## WORK TO COMPLETE
A) In the forum thread on diagnostic test models, which model in Andrew and Bob's paper covers the case where information on specificity and sensitivity comes from previous studies?
B) In the forum thread on diagnostic test models, why does the writer of the last post expect the likelihood for their problem to differ from that of model A.1?
C) Retype the forum thread on diagnostic test models from "If I’m not mistaken, I" up to and including "fit my problem?".

## SOURCE DOCUMENT
---

Do you mean something like this?

If yes I can share that presentation and also some text/advice and possibly Stan and INLA code.

1 Like

would be great if you could share the presentation! my email is felix.fischer@charite.de

Thanks! Felix

I took a look at the paper @andrewgelman linked. It seems like the model presented in A.1 of that paper is well suited for the problem under the One Diagnostic Test header in my linked paper. Andrew and Bob’s paper continue to expand that model to cases where information of specificity and sensitivity are given by previous trials, and by previous studies (models A.2 and A.3 respectively).

If I’m not mistaken, I don’t think those models are not quite appropriate for my problem. In my problem, I have used two tests on a single sample of people. I can thus partition my sample into each permutation for the result of each of the two tests. Though I have information on the sens/spec of the form amenable to model A.1, I think the likelihood would be different. Am I correct in believing so? Am I to believe that @Bob_Carpenter 's model (the Dawid and Skene model) uses the appropriate likelihood? If I’m wrong, can I ammend any of the A.1 through A.3 models to fit my problem?

---

## THE DATA
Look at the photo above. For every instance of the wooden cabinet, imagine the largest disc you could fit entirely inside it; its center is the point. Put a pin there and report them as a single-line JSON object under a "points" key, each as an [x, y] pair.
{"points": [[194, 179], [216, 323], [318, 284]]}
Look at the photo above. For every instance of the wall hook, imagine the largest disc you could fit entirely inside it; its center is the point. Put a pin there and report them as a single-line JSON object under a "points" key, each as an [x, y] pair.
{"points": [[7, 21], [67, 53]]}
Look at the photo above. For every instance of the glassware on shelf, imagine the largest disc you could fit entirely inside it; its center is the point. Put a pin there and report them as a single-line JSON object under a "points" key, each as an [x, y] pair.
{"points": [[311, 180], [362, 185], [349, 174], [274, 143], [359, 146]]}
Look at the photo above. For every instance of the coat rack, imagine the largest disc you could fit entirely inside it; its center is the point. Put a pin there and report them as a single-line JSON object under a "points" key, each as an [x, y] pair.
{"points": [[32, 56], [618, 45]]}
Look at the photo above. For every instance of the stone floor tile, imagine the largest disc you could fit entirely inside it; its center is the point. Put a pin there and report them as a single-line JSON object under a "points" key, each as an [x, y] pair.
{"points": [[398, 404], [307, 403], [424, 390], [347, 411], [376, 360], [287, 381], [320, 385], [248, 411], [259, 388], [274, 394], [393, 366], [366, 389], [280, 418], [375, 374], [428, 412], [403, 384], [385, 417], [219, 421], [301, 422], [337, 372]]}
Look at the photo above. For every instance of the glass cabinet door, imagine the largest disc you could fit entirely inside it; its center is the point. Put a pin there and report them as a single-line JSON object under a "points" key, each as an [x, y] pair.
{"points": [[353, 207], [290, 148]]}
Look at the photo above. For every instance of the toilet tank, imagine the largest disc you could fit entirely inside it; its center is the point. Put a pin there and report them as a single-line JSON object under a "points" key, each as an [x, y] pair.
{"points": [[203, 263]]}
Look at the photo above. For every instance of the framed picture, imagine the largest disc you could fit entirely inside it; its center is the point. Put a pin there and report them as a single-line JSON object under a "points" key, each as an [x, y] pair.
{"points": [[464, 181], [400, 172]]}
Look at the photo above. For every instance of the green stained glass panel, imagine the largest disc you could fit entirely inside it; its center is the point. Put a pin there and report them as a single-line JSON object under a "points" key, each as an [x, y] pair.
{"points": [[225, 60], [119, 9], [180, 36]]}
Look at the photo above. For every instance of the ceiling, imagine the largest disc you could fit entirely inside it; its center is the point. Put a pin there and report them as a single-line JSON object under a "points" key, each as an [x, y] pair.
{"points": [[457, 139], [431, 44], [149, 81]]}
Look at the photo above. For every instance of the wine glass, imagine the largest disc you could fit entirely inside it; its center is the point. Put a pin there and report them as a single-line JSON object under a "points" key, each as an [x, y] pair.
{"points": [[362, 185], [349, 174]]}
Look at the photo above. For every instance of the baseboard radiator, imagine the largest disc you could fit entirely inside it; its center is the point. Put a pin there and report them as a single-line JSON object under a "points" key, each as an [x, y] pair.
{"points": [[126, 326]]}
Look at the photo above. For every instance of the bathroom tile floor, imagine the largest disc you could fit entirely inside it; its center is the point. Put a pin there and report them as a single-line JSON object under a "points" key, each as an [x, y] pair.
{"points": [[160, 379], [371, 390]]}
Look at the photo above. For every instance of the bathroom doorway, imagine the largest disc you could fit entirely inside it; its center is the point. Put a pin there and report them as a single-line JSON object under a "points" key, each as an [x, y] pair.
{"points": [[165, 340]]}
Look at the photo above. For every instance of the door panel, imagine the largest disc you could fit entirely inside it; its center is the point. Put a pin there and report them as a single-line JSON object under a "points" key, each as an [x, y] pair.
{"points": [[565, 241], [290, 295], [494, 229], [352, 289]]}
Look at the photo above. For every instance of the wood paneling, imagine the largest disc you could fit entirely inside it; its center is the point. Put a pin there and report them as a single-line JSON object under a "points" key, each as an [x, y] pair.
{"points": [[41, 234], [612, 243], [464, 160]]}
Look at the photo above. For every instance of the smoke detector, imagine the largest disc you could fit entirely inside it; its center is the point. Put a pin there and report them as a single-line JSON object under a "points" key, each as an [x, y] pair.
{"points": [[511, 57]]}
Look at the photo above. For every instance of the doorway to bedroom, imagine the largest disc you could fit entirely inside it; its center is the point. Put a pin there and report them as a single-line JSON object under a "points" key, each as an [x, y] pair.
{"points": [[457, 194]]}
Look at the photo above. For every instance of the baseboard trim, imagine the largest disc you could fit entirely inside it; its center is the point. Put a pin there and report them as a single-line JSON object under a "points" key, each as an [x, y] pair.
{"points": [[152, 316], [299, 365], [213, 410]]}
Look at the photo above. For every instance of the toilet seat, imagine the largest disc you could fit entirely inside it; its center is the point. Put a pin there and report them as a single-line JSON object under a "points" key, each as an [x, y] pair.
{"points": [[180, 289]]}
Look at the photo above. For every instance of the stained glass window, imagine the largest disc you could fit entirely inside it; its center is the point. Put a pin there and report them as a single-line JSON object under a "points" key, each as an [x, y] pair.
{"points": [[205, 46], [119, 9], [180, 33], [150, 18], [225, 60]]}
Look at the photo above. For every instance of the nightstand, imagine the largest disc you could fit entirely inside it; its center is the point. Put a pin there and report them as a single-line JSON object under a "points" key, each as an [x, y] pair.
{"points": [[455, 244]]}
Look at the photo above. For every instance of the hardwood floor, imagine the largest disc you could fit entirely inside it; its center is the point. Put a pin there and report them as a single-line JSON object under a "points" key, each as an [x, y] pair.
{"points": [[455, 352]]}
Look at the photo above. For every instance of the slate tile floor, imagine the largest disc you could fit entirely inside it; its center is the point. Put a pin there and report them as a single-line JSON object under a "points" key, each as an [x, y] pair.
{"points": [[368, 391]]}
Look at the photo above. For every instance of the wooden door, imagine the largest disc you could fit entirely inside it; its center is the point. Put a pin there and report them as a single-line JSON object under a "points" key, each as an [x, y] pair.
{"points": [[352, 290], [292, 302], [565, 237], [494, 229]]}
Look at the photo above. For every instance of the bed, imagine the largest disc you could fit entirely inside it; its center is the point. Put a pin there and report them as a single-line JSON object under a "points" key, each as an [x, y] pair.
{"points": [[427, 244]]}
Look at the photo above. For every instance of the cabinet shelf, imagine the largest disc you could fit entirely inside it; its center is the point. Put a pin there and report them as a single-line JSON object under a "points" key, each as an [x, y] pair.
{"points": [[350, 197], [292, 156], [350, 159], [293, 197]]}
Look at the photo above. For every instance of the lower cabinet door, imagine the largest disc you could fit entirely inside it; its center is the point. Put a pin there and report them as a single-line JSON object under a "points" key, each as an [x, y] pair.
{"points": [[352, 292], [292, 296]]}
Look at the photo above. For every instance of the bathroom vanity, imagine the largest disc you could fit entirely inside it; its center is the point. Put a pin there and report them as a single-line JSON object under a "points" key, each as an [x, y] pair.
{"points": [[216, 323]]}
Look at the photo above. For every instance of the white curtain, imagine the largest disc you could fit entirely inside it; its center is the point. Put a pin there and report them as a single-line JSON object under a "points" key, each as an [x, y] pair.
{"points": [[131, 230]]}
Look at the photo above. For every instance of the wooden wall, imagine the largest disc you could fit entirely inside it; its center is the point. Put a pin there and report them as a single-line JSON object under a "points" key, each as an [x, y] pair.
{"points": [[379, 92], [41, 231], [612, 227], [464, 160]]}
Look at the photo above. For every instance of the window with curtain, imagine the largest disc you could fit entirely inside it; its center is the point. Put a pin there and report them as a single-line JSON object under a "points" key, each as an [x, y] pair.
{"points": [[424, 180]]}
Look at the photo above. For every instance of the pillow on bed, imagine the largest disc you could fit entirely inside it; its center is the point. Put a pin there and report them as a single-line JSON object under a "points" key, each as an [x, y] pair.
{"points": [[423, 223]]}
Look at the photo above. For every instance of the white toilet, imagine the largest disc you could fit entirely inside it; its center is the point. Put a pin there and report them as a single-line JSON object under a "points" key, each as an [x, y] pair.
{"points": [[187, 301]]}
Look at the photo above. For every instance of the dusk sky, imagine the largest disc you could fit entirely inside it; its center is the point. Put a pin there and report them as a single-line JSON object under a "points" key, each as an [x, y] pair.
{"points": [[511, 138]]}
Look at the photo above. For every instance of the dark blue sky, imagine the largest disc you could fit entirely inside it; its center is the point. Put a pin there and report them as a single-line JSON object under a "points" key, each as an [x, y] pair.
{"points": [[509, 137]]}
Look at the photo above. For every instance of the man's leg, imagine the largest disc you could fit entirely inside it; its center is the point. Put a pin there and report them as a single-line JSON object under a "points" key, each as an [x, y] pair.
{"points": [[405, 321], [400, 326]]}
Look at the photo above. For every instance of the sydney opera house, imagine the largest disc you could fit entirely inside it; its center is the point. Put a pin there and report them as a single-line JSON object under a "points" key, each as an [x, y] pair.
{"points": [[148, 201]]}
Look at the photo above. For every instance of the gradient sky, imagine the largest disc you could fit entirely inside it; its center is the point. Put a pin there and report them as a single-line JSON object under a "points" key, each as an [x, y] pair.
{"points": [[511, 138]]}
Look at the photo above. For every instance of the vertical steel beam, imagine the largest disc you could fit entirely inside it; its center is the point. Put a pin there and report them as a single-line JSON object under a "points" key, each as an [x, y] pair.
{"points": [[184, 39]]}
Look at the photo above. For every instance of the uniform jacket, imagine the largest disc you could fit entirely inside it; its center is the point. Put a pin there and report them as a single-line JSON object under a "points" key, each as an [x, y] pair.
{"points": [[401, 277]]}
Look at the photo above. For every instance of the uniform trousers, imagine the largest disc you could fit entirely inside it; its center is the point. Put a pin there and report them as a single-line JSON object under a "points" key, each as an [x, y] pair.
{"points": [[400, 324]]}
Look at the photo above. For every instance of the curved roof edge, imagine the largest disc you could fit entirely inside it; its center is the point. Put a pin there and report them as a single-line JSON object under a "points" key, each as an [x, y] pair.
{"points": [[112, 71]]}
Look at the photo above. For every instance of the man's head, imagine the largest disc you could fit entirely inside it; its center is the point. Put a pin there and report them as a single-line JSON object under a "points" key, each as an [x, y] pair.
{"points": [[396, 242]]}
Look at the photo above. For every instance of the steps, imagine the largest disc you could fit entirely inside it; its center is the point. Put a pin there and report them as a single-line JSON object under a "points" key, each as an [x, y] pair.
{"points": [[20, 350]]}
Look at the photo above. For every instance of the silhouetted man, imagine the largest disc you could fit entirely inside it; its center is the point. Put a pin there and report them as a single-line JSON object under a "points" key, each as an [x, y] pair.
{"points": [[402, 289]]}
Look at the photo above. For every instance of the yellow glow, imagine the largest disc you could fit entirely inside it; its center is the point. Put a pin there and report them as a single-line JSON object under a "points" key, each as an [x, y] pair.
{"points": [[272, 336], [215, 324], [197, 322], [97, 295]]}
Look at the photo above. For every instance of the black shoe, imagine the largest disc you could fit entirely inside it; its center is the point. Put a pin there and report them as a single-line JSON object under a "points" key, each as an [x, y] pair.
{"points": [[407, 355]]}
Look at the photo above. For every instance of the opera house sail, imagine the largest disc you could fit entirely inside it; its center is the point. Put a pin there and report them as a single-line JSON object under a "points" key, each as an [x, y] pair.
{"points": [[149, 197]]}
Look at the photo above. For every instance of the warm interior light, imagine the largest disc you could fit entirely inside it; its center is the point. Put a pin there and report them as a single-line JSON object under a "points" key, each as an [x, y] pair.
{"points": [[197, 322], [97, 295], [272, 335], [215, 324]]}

---

## RESULTS IN ORDER
A) Model A.3.

B) The writer used two tests on a single sample of people, so the sample can be partitioned into each permutation of the two tests' results. Because of this setup, the writer believes the likelihood would differ even though the available sensitivity and specificity information fits model A.1.

C)
If I’m not mistaken, I don’t think those models are not quite appropriate for my problem. In my problem, I have used two tests on a single sample of people. I can thus partition my sample into each permutation for the result of each of the two tests. Though I have information on the sens/spec of the form amenable to model A.1, I think the likelihood would be different. Am I correct in believing so? Am I to believe that @Bob_Carpenter 's model (the Dawid and Skene model) uses the appropriate likelihood? If I’m wrong, can I ammend any of the A.1 through A.3 models to fit my problem?